▶ Stored records:
·····

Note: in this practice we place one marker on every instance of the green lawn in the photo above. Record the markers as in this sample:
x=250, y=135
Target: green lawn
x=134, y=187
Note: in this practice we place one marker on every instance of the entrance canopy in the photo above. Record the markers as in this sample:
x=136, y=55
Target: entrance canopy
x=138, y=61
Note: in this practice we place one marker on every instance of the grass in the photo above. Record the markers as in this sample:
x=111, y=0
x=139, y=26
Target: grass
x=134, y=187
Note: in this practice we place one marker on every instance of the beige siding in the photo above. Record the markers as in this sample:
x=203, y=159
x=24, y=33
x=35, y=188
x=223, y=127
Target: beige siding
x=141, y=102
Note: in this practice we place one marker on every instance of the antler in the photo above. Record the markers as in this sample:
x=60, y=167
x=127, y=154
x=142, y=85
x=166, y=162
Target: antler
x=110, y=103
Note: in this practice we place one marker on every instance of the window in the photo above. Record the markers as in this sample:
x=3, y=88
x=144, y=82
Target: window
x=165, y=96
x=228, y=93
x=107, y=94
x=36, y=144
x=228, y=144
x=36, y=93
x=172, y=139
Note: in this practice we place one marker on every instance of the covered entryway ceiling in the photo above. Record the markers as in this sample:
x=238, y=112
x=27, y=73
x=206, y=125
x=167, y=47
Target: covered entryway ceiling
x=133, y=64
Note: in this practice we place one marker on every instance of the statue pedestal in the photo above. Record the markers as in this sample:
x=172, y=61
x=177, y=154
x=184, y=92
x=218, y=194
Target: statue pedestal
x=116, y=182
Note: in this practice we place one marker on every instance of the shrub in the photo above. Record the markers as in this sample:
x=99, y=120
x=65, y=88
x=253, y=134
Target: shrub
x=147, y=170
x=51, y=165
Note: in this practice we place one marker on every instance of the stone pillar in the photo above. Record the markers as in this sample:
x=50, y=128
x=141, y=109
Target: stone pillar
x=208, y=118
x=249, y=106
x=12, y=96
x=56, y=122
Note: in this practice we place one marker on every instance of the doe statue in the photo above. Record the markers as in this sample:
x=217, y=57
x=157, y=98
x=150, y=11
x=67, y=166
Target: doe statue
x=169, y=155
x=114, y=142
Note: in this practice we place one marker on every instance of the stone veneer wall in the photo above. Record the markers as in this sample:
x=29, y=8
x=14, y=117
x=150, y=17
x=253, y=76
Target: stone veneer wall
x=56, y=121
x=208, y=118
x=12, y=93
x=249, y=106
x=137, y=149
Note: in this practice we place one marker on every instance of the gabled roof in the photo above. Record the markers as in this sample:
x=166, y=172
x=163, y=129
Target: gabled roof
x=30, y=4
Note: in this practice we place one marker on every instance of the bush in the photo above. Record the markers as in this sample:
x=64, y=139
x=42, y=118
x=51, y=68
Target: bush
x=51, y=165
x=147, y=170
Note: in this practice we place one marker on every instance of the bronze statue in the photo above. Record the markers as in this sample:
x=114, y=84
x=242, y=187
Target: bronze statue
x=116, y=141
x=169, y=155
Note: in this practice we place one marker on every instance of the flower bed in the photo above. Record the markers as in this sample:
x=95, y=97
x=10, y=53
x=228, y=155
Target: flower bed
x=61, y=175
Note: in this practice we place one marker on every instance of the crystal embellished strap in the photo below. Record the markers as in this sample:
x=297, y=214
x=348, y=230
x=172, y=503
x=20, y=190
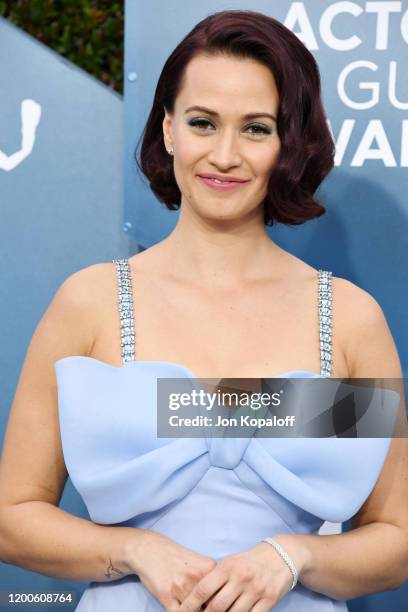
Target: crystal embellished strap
x=325, y=322
x=125, y=301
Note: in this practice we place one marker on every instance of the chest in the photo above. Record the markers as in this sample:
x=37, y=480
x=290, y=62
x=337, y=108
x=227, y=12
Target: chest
x=265, y=329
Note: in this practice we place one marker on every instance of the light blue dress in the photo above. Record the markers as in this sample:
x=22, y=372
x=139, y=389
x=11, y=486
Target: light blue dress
x=217, y=496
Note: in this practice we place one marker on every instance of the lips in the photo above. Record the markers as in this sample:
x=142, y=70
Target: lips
x=221, y=185
x=221, y=179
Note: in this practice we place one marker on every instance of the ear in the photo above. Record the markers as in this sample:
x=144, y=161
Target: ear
x=167, y=129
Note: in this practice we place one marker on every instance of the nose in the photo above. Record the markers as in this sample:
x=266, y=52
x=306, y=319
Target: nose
x=225, y=151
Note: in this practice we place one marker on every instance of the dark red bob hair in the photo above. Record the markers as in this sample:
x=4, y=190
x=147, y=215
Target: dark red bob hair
x=307, y=148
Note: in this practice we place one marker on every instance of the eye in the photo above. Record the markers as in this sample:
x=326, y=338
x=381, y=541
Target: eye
x=200, y=123
x=260, y=129
x=263, y=129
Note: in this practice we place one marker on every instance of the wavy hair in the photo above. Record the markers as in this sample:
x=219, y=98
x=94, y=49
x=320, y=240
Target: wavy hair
x=307, y=148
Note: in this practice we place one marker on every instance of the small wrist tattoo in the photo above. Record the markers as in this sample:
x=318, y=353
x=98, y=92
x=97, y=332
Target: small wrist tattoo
x=112, y=571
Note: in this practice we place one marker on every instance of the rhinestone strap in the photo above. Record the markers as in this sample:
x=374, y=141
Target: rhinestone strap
x=286, y=558
x=125, y=301
x=325, y=322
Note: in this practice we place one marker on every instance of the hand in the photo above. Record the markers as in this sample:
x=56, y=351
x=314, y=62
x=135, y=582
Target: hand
x=168, y=570
x=255, y=579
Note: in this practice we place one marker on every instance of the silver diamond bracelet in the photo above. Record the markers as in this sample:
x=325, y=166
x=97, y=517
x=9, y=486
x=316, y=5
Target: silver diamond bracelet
x=286, y=558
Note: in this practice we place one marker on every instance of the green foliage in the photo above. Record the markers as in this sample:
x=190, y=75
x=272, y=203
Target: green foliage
x=88, y=33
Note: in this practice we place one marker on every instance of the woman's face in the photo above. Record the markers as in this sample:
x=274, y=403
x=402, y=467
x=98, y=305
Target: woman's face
x=223, y=141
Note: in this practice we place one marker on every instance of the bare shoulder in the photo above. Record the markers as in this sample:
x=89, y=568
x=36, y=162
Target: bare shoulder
x=368, y=343
x=69, y=324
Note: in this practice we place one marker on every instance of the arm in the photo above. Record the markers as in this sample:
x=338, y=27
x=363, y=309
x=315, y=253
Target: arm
x=34, y=532
x=373, y=556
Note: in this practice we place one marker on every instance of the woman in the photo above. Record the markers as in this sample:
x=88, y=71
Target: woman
x=180, y=524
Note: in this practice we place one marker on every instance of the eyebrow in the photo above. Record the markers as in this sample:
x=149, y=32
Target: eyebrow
x=215, y=114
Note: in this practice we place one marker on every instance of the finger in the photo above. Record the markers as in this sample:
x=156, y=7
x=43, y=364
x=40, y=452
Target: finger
x=263, y=605
x=244, y=602
x=203, y=590
x=225, y=598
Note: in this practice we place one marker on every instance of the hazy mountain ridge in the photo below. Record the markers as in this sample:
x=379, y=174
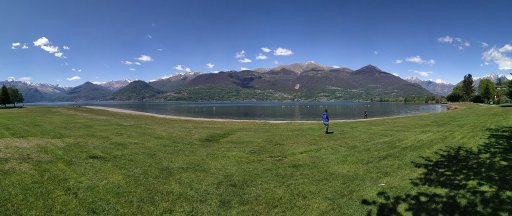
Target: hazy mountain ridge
x=439, y=88
x=300, y=81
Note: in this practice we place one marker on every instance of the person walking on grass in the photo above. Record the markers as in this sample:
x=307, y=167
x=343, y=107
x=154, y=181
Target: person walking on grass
x=325, y=120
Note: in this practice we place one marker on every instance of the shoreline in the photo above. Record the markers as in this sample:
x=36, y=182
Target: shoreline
x=233, y=120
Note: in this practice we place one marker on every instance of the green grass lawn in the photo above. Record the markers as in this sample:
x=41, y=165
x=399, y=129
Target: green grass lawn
x=67, y=160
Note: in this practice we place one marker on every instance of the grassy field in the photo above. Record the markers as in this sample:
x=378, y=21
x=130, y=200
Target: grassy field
x=67, y=160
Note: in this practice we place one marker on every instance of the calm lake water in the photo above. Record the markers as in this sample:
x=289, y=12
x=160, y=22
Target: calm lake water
x=291, y=111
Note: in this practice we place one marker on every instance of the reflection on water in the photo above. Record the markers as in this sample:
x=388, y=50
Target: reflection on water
x=267, y=110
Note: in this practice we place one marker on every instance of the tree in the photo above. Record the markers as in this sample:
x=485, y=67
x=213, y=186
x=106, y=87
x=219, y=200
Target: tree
x=16, y=96
x=467, y=87
x=456, y=95
x=5, y=98
x=487, y=90
x=509, y=89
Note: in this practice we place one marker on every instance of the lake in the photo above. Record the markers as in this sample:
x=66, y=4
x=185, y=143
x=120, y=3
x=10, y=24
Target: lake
x=289, y=111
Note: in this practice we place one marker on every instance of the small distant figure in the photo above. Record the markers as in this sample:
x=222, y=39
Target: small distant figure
x=325, y=120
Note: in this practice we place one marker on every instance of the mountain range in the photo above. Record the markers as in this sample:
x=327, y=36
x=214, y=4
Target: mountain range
x=300, y=81
x=436, y=87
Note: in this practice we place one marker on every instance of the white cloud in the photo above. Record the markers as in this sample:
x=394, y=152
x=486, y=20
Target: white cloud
x=240, y=54
x=179, y=67
x=445, y=39
x=244, y=60
x=266, y=50
x=25, y=79
x=423, y=73
x=41, y=41
x=417, y=60
x=499, y=56
x=145, y=58
x=50, y=48
x=15, y=45
x=59, y=54
x=73, y=78
x=45, y=44
x=261, y=57
x=506, y=48
x=460, y=43
x=283, y=52
x=182, y=68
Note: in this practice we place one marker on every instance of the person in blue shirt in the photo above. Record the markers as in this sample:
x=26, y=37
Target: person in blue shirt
x=325, y=120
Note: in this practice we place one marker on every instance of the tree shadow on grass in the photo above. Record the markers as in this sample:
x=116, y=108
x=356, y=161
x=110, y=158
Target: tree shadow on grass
x=458, y=181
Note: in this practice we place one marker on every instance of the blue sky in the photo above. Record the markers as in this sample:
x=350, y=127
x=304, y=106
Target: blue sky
x=70, y=42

·····

▶ EXERCISE TASK:
Rewrite the data from the line with "of the antler" up to and including the line with "x=114, y=142", substituting "stone column" for "stone pillar" and leaving everything else as it is.

▶ THE RESULT:
Note: in this practice we place one marker on every instance of the antler in the photo above. Record the markers as in this sample:
x=60, y=167
x=127, y=154
x=142, y=85
x=166, y=162
Target: antler
x=110, y=103
Note: in this practice we place one marker on every instance of the window in the photo above. Record the markers as in this sample:
x=3, y=88
x=144, y=82
Target: window
x=165, y=96
x=228, y=93
x=107, y=94
x=36, y=144
x=228, y=144
x=36, y=93
x=172, y=139
Note: in this practice we place one marker on every instance of the covered entryway ceiling in the photo above. Record the markers as in this sample:
x=238, y=112
x=27, y=73
x=206, y=125
x=167, y=47
Target: covered entryway ceiling
x=133, y=64
Note: in this practice we place one marker on every instance of the statue pedestal in the photo above. Record the markers as in this sample:
x=172, y=61
x=177, y=154
x=184, y=92
x=218, y=194
Target: statue pedestal
x=116, y=182
Note: in this practice we place one marker on every instance of the shrub in the photo above. Record the markers as in this sample:
x=99, y=120
x=65, y=88
x=253, y=134
Target: shrub
x=147, y=170
x=51, y=165
Note: in this practice we place one marker on every instance of the stone column in the photo above. Record the markers as in this sample:
x=50, y=128
x=141, y=109
Target: stone column
x=208, y=118
x=249, y=106
x=12, y=96
x=56, y=122
Note: in this practice we place one marker on every instance of the doe statue in the photo above. Record the markers as in this sample:
x=217, y=57
x=157, y=98
x=150, y=11
x=67, y=166
Target: doe statue
x=169, y=155
x=114, y=142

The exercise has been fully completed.